Region annotation entries:
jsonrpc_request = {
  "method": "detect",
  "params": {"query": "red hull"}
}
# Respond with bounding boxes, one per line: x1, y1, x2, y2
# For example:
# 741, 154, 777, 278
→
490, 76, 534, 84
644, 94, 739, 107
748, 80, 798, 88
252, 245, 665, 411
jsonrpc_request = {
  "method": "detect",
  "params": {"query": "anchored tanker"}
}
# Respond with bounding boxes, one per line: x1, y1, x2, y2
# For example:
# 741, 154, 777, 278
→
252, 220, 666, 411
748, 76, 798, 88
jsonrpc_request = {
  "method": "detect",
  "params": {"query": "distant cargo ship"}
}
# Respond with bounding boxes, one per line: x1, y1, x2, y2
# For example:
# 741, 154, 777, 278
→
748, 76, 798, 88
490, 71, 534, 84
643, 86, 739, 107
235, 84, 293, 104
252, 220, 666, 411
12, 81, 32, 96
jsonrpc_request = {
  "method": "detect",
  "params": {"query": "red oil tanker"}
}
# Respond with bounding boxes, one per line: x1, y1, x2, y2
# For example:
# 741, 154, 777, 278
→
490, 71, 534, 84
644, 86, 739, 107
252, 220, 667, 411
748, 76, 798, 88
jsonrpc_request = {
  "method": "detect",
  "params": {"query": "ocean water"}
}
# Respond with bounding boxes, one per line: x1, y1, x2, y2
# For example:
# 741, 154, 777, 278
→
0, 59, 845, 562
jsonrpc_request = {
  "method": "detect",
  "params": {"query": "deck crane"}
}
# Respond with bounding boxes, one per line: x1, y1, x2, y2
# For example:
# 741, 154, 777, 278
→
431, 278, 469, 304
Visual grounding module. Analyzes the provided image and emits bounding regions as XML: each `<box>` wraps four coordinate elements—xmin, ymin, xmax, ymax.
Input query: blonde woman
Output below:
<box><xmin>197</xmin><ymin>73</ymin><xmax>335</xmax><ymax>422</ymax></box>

What to produce: Starting at the beginning of the records and stopping after the line that contains "252, 245, 665, 411", write those lines out again, requests included, increasing every bounding box coordinate in the answers by 135. Leave the numbers in the requests and in the format sample unchanged.

The completed task:
jsonrpc_request = {
  "method": "detect",
  "params": {"query": "red hull"}
}
# Respond with bounding boxes, one per line: x1, y1, x2, y2
# For example:
# 741, 154, 777, 278
→
625, 211, 669, 219
779, 229, 874, 242
883, 215, 933, 223
387, 380, 800, 546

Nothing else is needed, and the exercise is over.